§ Brano riportato
<<<<

Per il resto, trovo molte cose banali e perfino condivisibili, anche se la ricostruzione della “questione linguistica” in chiave anti-accademica viene fatta con molta ingenuità e con l’obiettivo scoperto di finalizzare la storia del mondo alla provvidenziale e illuminata azione di Giuseppe Corongiu, nuovo Alessandro Manzoni. Eppure proprio Manzoni è criticato per il ruolo verticistico assunto nella nascita della lingua italiana standard e a p. 156 si condannano coloro che hanno voluto normalizzare l’italiano e si apprezza la posizione più democratica a favore del multilinguismo di Graziadio Isaia Ascoli.

Trovo però del tutto inaccettabile il tono aggressivo verso <<gli accademici nichilisti e carichi – chissà perché – d’invidia>> e l’attacco frontale ai docenti dell’Università di Sassari additati come <<nemici del bilinguismo>>, con una ricostruzione dei fatti (penso alla Conferenza di Alghero del 10 dicembre 2011) decisamente scorretta. L’incontro è stato certo vivace, ma nessuna polemica si è svolta nei miei confronti, quando ho citato una frase di un mio zio poeta sardo Giovanni Nurchi, oppure quando ho ricordato il mio maestro Giovanni Lilliu oppure quando ho richiamato la mia antica appartenenza alla Sotziedade de sa limba sarda e la mia specializzazione in Studi Sardi (dove ha insegnato Antonio Sanna), infine quando ho esibito la deliberazione del Consiglio Comunale di Bosa approvata nel lontano 1976 su mia proposta, in difesa del bilinguismo.

Dunque non posso essere certo indicato come uno dei  “nemici” su cui si appunta la vis polemica di Corongiu (che ce l’ha soprattutto con i comunisti) e non si tratta di una questione personale.

La ricostruzione della “questione della lingua” tutta formulata in senso finalistico e provvidenzialistico appare ingenua e vittimistica, oltre che del tutto autoreferenziale. Soprattutto sullo sfondo c’è un giudizio disastroso e non condivisibile sulla lingua sarda, <<che ha avuto solo brevi momenti storici di ufficialità e secoli bui di considerazione esclusivamente dialettale di natura antropologica e folclorica, compreso l’attuale>>. E’ ovviamente un patriota che parla delle cose che ama, con quello che lui stesso definisce un <<livore e una foga antiaccademica>>.

>>>>

§ Righe di dati
<<<<

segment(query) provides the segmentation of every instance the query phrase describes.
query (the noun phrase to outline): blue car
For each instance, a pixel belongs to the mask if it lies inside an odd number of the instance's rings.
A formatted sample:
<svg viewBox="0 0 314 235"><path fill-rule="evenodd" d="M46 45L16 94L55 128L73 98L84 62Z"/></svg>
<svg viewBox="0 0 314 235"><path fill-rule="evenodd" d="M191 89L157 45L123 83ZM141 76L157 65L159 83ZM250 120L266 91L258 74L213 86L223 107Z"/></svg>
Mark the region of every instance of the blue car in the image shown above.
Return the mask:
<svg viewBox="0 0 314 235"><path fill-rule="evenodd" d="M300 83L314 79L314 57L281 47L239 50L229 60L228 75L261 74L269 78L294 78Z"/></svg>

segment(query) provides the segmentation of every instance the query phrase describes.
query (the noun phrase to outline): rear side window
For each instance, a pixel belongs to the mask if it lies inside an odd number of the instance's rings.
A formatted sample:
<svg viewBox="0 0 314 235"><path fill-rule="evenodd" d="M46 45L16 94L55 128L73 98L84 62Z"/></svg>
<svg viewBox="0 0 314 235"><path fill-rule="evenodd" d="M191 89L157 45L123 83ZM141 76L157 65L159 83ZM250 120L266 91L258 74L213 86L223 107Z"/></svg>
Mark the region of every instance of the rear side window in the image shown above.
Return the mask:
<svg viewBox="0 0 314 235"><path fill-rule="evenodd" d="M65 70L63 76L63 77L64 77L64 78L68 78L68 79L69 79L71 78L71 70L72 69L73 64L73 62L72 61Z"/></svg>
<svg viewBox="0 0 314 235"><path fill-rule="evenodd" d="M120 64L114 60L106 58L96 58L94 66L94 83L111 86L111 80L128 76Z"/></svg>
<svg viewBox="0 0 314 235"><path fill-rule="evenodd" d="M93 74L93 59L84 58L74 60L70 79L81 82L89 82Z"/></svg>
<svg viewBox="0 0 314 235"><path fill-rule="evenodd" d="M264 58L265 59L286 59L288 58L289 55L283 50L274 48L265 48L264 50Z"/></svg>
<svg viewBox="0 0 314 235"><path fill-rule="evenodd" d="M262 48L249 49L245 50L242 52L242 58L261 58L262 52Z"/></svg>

>>>>

§ Consegna
Ricopia senza alcuna modifica, dal brano sulla questione della lingua sarda, la parte che si apre con le parole "Dunque non posso" e termina con "una foga antiaccademica>>.".

§ Risposta all'esercizio
Dunque non posso essere certo indicato come uno dei  “nemici” su cui si appunta la vis polemica di Corongiu (che ce l’ha soprattutto con i comunisti) e non si tratta di una questione personale.

La ricostruzione della “questione della lingua” tutta formulata in senso finalistico e provvidenzialistico appare ingenua e vittimistica, oltre che del tutto autoreferenziale. Soprattutto sullo sfondo c’è un giudizio disastroso e non condivisibile sulla lingua sarda, <<che ha avuto solo brevi momenti storici di ufficialità e secoli bui di considerazione esclusivamente dialettale di natura antropologica e folclorica, compreso l’attuale>>. E’ ovviamente un patriota che parla delle cose che ama, con quello che lui stesso definisce un <<livore e una foga antiaccademica>>.